What to work on: Put every line of the material below into a numbered list, leaving out the blank lines.

Labeled contour entries:
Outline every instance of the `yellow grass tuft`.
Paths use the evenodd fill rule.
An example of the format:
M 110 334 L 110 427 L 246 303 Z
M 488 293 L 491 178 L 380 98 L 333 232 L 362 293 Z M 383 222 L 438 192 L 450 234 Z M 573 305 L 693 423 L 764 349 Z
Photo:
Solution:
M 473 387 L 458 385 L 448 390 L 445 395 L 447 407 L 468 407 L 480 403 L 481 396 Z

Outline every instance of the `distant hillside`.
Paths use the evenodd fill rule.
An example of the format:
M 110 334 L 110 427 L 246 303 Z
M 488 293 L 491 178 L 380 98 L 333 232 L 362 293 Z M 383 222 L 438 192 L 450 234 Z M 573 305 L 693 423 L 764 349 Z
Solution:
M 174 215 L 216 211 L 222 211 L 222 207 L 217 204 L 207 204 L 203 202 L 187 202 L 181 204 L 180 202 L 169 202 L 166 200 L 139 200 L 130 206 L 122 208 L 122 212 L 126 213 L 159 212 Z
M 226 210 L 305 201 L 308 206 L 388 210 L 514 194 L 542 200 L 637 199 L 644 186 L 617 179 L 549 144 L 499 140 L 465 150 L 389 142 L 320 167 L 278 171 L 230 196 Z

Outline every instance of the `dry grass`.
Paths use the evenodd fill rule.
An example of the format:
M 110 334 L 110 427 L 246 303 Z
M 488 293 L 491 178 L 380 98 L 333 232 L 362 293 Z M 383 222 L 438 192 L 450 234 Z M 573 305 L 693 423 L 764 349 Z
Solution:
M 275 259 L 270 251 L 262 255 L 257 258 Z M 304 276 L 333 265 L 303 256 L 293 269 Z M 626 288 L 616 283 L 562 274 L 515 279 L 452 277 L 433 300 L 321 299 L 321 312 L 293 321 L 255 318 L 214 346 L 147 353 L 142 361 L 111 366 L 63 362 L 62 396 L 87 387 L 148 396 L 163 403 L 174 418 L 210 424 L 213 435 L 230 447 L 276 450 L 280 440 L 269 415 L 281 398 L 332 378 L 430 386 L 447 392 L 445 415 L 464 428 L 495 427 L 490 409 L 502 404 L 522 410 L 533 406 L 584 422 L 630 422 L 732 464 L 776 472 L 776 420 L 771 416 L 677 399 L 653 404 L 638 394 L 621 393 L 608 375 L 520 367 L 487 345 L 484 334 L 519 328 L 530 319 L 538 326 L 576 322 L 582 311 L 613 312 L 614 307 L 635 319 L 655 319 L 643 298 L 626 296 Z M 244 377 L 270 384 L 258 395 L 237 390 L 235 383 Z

Exercise response:
1. Outline every instance of the `yellow grass tuft`.
2. Paths use the evenodd fill rule.
3. An example of the format:
4. M 110 334 L 110 427 L 246 303 Z
5. M 488 293 L 491 178 L 380 98 L 333 232 L 362 293 Z M 383 222 L 438 192 L 450 234 Z M 573 305 L 693 423 L 764 349 Z
6. Photo:
7. Solution:
8. M 473 387 L 458 385 L 448 390 L 445 395 L 447 407 L 468 407 L 480 403 L 481 396 Z
9. Outline every instance of the `distant hillside`.
10. Paths use the evenodd fill rule.
11. An example of the format:
12. M 110 334 L 110 427 L 246 303 Z
13. M 488 293 L 491 178 L 380 98 L 333 232 L 362 293 Z M 383 222 L 438 192 L 450 234 Z M 573 305 L 693 423 L 764 349 Z
14. Solution:
15. M 174 215 L 216 211 L 222 211 L 222 207 L 217 204 L 207 204 L 203 202 L 187 202 L 181 204 L 180 202 L 169 202 L 166 200 L 139 200 L 130 206 L 122 208 L 122 212 L 126 213 L 159 212 Z
16. M 226 210 L 305 201 L 308 206 L 388 210 L 514 194 L 542 200 L 637 199 L 644 186 L 617 179 L 549 144 L 499 140 L 465 150 L 389 142 L 320 167 L 278 171 L 230 196 Z
17. Outline every instance of the `dry grass`.
18. Paths use the evenodd fill rule.
19. An example of the format:
20. M 110 334 L 110 427 L 246 303 Z
21. M 488 293 L 491 178 L 380 98 L 333 232 L 362 293 Z M 383 222 L 438 192 L 450 234 Z M 573 305 L 693 423 L 764 349 Z
22. Solution:
23. M 275 259 L 270 251 L 262 255 L 257 258 Z M 304 276 L 333 265 L 303 256 L 293 269 Z M 626 288 L 616 283 L 562 274 L 515 279 L 452 277 L 433 300 L 321 299 L 321 312 L 293 321 L 255 318 L 214 346 L 147 353 L 142 361 L 111 366 L 63 362 L 62 396 L 87 387 L 148 396 L 163 403 L 174 418 L 210 424 L 213 435 L 230 447 L 276 450 L 280 440 L 269 415 L 281 398 L 332 378 L 430 386 L 447 392 L 445 415 L 464 428 L 495 427 L 490 409 L 502 404 L 522 410 L 533 406 L 584 422 L 630 422 L 732 464 L 776 472 L 776 420 L 771 416 L 677 399 L 653 404 L 638 394 L 621 393 L 608 375 L 520 367 L 487 345 L 484 334 L 519 328 L 530 319 L 538 326 L 576 322 L 582 311 L 613 312 L 614 307 L 635 319 L 655 319 L 643 298 L 626 296 Z M 244 377 L 270 384 L 258 395 L 237 390 L 235 383 Z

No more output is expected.